Opdrachten:
1 – Druk het gedeelte van de brontekst af dat opent met de woorden "Sub b wordt" en sluit met "kwaliteitsniveau worden verhoogd.".
2 – Stemmen deze beweringen overeen met de brontekst? (a) Een eigenaar moet van de aanvraag tot de beschikking eigenaar van het perceel zijn. (b) Voor erfpachters volstaat een erfpachtsovereenkomst van tien jaar. (c) Aanvragen kunnen alleen binnen een openstellingsperiode worden ingediend. Beantwoord elke bewering met ja of nee en citeer letterlijk de woorden uit de brontekst die de doorslag geven.
3 – Schrijf het volgende gedeelte van de brontekst over de investeringssubsidie voor natuur, aansluitend op de laatste zin ervan.

Sub b wordt gedoeld op de situatie dat op een perceel reeds het gewenste beheertype overeenkomstig het natuurbeheerplan aanwezig is, maar dat dit beheertype nog niet het gewenste kwaliteitsniveau heeft. Via een investeringssubsidie kan het kwaliteitsniveau worden verhoogd.
Sub c betreft de situatie dat er op het perceel al natuur aanwezig is, maar dat de aanwezige natuur niet het gewenste natuurbeheertype is. Via een investeringssubsidie kan de bestaande natuur dan worden omgezet naar het gewenste natuurbeheertype.
Dit artikel regelt aan wie een investeringssubsidie kan worden verstrekt. Als begunstigden gelden diegenen die zeggenschap hebben over het perceel. Dat zijn in eerste instantie de eigenaren, waarbij niet is bepaald hoe lang de eigenaar zeggenschap moet hebben. Wel moet hij van het moment van aanvraag tot het moment van de beschikking eigenaar zijn. Dit laat de mogelijkheid open dat de eigenaar het terrein daarna verkoopt of in erfpacht uitgeeft. Voor erfpachters geldt wel de eis dat zij gedurende 25 jaar een erfpachtsovereenkomst moeten hebben. Hiermee wordt veiliggesteld dat de erfpachter gedurende een voldoende lange periode zeggenschap heeft.
In lid 4 is bepaald dat begunstigden op basis van de Landinrichtingswet een overeenkomst met de Landinrichtingscommissie dienen te overleggen. Zij beheren het perceel namelijk op grond van een plan van tijdelijk gebruik. Een dergelijk plan moet echter jaarlijks worden gemaakt. Op het moment van aanvragen staat (juridisch) nog niet vast dat zij later ook daadwerkelijk het eigendom verkrijgen. Met het toevoegen van een overeenkomst met de Landinrichtingscommissie wordt dit voldoende afgedekt. Op zich geldt dit ook met betrekking tot de landinrichting die plaatsvindt op basis van de Wilg (subonderdeel iv). Op basis van de Wilg heeft Gedeputeerde Staten echter de rol van de landinrichtingscommissie overgenomen. Op dat moment is het dus niet meer nodig dat zo’n overeenkomst wordt overlegd, aangezien de subsidieverlener en diegene die zo’n overeenkomst afgeeft een en dezelfde partij zijn.
De onderhavige subsidieregeling gaat niet langer uit van een openstellingsperiode waarbinnen subsidieaanvragen moeten worden ingediend. Gedurende het gehele jaar kunnen aanvragen worden ingediend. Om toch te zorgen voor een ijkpunt bij de beoordeling van de aanvraag, wordt uitgegaan van het natuurbeheerplan zoals dat 6 weken voor de datum van de aanvraag is vastgesteld.

Invoergegevens:
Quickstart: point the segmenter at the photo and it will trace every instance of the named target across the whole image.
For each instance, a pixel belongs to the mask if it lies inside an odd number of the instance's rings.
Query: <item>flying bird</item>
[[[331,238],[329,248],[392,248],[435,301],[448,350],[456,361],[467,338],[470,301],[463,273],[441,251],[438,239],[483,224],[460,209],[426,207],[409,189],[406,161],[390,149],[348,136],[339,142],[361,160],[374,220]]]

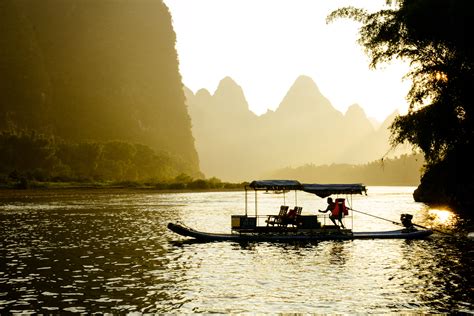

Antwoorden per opdracht:
1 –
Sub b wordt gedoeld op de situatie dat op een perceel reeds het gewenste beheertype overeenkomstig het natuurbeheerplan aanwezig is, maar dat dit beheertype nog niet het gewenste kwaliteitsniveau heeft. Via een investeringssubsidie kan het kwaliteitsniveau worden verhoogd.

2 –
(a) Ja: "Wel moet hij van het moment van aanvraag tot het moment van de beschikking eigenaar zijn."
(b) Nee: "Voor erfpachters geldt wel de eis dat zij gedurende 25 jaar een erfpachtsovereenkomst moeten hebben."
(c) Nee: "Gedurende het gehele jaar kunnen aanvragen worden ingediend."

3 –
In lid 1 worden de kosten voor het opstellen van het investeringsplan aangemerkt als subsidiabele kosten. De kosten voor archeologisch en hydrologisch onderzoek zijn onderdeel van het investeringsplan.
In lid 2 sub b worden de kosten voor de bouw van opstallen aangemerkt als niet subsidiabele kosten, tenzij die opstallen direct verband houden met het beheer. Hierbij wordt bijvoorbeeld gedacht aan de aanleg van een compostplaat.
Het plaatsen van draaihekjes, klappoortjes voor toegang, etc vallen niet onder lid 2 sub d (recreatieve voorzieningen), maar maken deel uit van de inrichting van het terrein en zijn daarmee subsidiabel.
Sub c is aangegeven dat de functieverandering niet mag dienen tot uitvoering van wettelijke verplichtingen of bestaande convenanten, regelingen of afspraken. Daarmee wordt aangeduid dat geen subsidie wordt verleend indien de functieverandering het gevolg is van een bestaande compensatieverplichting voor de Ecologische hoofdstructuur of Boswet.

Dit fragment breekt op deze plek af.